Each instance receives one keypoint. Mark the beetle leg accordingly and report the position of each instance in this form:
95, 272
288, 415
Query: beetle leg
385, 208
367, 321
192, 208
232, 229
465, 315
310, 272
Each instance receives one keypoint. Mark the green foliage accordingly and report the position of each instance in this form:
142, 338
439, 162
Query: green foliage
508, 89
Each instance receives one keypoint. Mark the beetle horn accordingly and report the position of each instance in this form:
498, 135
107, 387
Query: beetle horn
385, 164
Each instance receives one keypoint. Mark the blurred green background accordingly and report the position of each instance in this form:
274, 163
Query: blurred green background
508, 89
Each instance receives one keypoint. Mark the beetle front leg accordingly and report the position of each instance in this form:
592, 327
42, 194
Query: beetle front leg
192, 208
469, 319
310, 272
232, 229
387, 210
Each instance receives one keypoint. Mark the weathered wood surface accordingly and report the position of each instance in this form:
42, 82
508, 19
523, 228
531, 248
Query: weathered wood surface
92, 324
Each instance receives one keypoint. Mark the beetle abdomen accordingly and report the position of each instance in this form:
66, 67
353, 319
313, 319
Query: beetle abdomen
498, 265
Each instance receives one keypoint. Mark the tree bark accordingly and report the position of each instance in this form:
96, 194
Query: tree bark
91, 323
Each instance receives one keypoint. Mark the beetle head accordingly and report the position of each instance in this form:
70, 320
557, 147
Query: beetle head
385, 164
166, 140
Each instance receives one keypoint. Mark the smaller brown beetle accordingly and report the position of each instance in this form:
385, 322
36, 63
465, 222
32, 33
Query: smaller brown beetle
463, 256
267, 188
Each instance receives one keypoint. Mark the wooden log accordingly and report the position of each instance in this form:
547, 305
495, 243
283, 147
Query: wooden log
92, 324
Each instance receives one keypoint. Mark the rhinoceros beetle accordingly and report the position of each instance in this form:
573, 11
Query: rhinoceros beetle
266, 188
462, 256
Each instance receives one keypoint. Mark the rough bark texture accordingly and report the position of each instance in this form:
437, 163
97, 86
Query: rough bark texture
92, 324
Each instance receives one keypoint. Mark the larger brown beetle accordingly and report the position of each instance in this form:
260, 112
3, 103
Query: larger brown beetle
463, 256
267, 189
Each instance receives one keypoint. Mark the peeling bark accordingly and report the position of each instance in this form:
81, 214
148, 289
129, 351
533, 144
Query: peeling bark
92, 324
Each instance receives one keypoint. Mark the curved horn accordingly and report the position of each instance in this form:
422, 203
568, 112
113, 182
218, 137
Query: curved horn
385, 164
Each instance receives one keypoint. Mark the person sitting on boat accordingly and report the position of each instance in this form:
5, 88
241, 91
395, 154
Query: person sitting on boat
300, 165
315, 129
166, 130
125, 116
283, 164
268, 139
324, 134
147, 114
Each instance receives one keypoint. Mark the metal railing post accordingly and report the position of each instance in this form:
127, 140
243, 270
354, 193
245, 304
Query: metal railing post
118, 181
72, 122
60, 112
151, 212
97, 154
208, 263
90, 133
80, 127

--

*Exercise instructions*.
Please extract all of the entries above and reproduce every line word for word, keeping each word and number unchanged.

*Full answer*.
Each instance receives one keypoint. Mark the beetle leg accordingly and report the position of each instance in this form:
95, 272
288, 415
Query: beetle leg
385, 208
367, 321
192, 208
232, 229
465, 315
310, 272
Each instance receives one keypoint. Mark the green foliage accordingly and report the position of each instance in this form:
142, 338
439, 162
Query: green foliage
508, 89
Each instance receives one keypoint. Mark the beetle horn accordingly and report the position of each instance in this form:
498, 135
107, 387
Query: beetle horn
385, 164
Each instance receives one keypoint. Mark the blurred green background accordingly and report the position of each instance in this form:
274, 163
Query: blurred green background
508, 89
Each instance receives one keypoint. Mark the beetle front leg accordingly and report the position of each instance in this form:
592, 327
42, 194
Query: beetle front leg
192, 208
469, 319
310, 272
232, 229
387, 210
Each instance receives one keypoint. Mark the weathered wood surface accordingly and report the position of each instance in this form:
42, 82
508, 19
523, 228
531, 248
Query: weathered wood surface
92, 324
Each instance receives one keypoint. Mark the beetle abdomen accordingly and report the position of each instance in this form:
66, 67
353, 319
313, 319
Query: beetle abdomen
498, 265
Each instance receives one keypoint. Mark the tree bark accordingly and report the position of each instance in this form:
96, 194
Query: tree bark
91, 323
Each instance receives one keypoint. Mark the beetle head accordingly and report the position of each instance in this form:
70, 320
557, 147
Query: beetle head
385, 164
166, 140
Each instance receives one keypoint. Mark the smaller brown beetle accordingly and report the position of each instance in this form:
385, 322
36, 63
465, 222
32, 33
Query: smaller brown beetle
463, 256
267, 188
Each instance receives one keypoint. Mark the wooden log accordingly and report the position of each instance in this form:
547, 305
495, 243
283, 147
Query: wooden log
92, 324
Each instance receives one keypoint. Mark the rhinoceros beetle accordingly and report the position of each instance in this form:
573, 11
Query: rhinoceros beetle
266, 188
462, 256
Each instance receives one keypoint. Mark the rough bark texture accordingly and report the position of each instance in this form:
437, 163
97, 86
Query: rough bark texture
92, 324
Each instance receives one keypoint. Mark the larger brown beetle accordingly and report the position of each instance in this form:
260, 112
3, 103
Query: larger brown beetle
463, 256
267, 189
Each instance receives one keypoint. Mark the peeling bark accordingly and report the position of each instance in this form:
81, 214
148, 289
129, 351
533, 144
Query: peeling bark
92, 324
Each instance receives one keypoint. Mark the curved horn accordingly and report the position of each instance in this form:
422, 203
568, 112
113, 182
218, 137
Query: curved horn
385, 164
Each instance receives one keypoint. Mark the person sitting on boat accordingly and report the position of each instance in this form:
5, 88
241, 91
395, 154
Query: person sitting on boat
300, 165
315, 129
166, 130
125, 116
283, 164
268, 139
324, 134
147, 114
Each instance receives one keypoint. Mark the metal railing post accordingly and report the position of each instance in this form:
127, 140
243, 270
354, 193
245, 304
Query: metal railing post
118, 181
72, 122
60, 112
151, 212
97, 154
208, 263
90, 133
80, 127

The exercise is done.